| IN
a previous article in THE INDEPENDENT, entitled "Delsarte
and Poetry," I referred to the application, in
poetic technic, of the Delsartean principles of parallelism,
opposition and succession. A few words more on this
head.
Delsarte approached
his subject experimentally. He took the most direct
and natural means by which man seeks to express himself,
the motions of his own body, subjected these motions
or gestures to a most minute and searching examination,
classified them, and arrived inductively at certain
of their laws. These laws, so far as we can ascertain
his methods, he assumed to be true for all expression
and hence for all the arts, due allowance being made
for the modifying influence of the special medium through
which each art is uttered. I am not quite sure that
he had a logical right to make this inference from his
premises; but he was not a man to be frightened by ratiocinative
leaps. He had, indeed, almost a contempt for logic,
and made his own discoveries by a kind of daring insight.
Indeed, I do not know that he ever deigned to prove
any of the principles he enounced. He contented himself
with the appeal to the instinctive perception of his
audience—an appeal that seldom failed of its response.
This omission
of the demonstrative element has been supplied in many
ways by many of his disciples. In respect to the principles
of opposition, parallelism and succession, with which
we have now immediately to do, Henrietta Russell, certainly
one of his most able and original followers, gives this
explanation, having, like Delsarte, gesture primarily
in mind:
"Oppositions
are physical. They are based upon the law of gravitation,
being always a balancing, actual or metaphorical. They
symbolize contrast, and are useful for dramatic effect.

:: STUDY QUESTIONS ::
A - In the Delsarte article, what law are oppositions said to be based upon?
B - Extend the Delsarte article from the point where it stops.
The lines that follow play no part here.

:: EXTRACTED MATERIAL ::
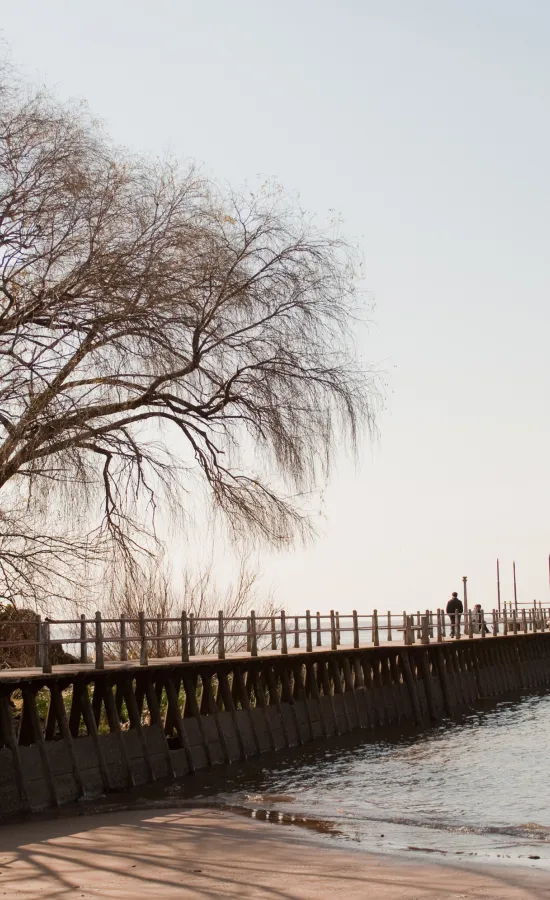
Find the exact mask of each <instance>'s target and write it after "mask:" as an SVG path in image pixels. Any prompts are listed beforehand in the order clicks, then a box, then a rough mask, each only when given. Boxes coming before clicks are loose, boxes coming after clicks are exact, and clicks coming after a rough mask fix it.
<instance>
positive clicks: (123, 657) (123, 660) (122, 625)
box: [120, 613, 128, 662]
mask: <svg viewBox="0 0 550 900" xmlns="http://www.w3.org/2000/svg"><path fill="white" fill-rule="evenodd" d="M120 659H121V662H126V661H127V659H128V645H127V642H126V616H125V615H124V613H121V614H120Z"/></svg>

:: TASK RESPONSES ::
A - The law of gravitation.

B -
They give strength and dignity in motion or attitude,
force in harmonies, self-assertion and hence vulgarity
if used out of place—that is, where strength is
not needed.
"Parallelisms
also arise out of the relation of things to gravity,
but on the negative side. They are the absence of opposition
of movement, and lack balance or a harmonious relation
to the greatest physical force we deal with—gravitation.
Physically, of course, they express weakness.
"Balance
is opposing gravitation by setting gravitation to opposing
itself. It therefore expresses dignity, as it obtains
force easily on the lines of least resistance. Parallelism
is weak, because it opposes human strength to the great
strength of Mother Earth. Delsarte described opposition
of movement as two organs moving in opposite directions
at the same time; parallelism as two organs moving in
the same direction at the same time.
"Parallelisms
show purpose, and are thus contrary to instinct; they
therefore express mentality. Oppositions are physically
instinctive, and remain always a physical language.
"Successions
are the language of the emotions. Oppositions appear
in the earliest experience of the race, successions
in its highest development. Opposition and its negation,
parallelism, arise from man's economic relation to the
earth through gravitation, while successions arise from
man's economic relation to himself through the laws
of his own chemistry and the vibratory condition of
his nervous system."
Thus far Mrs.
Russell. It seems to me preferable to arrive at the
same conclusion by an à priori route,
and thus avoid the appeal to analogy, to which I have
already referred. Parallelism emphasizes the likeness
or generic quality in things, and ignores or slurs over
the unlikeness or specific quality. It affirms the universal
and denies the particular. Or, since particularity is
matter, and universality form or idea, we may say that
parallelism is strong in expressing the things of the
mind, and weak in expressing the things of the body.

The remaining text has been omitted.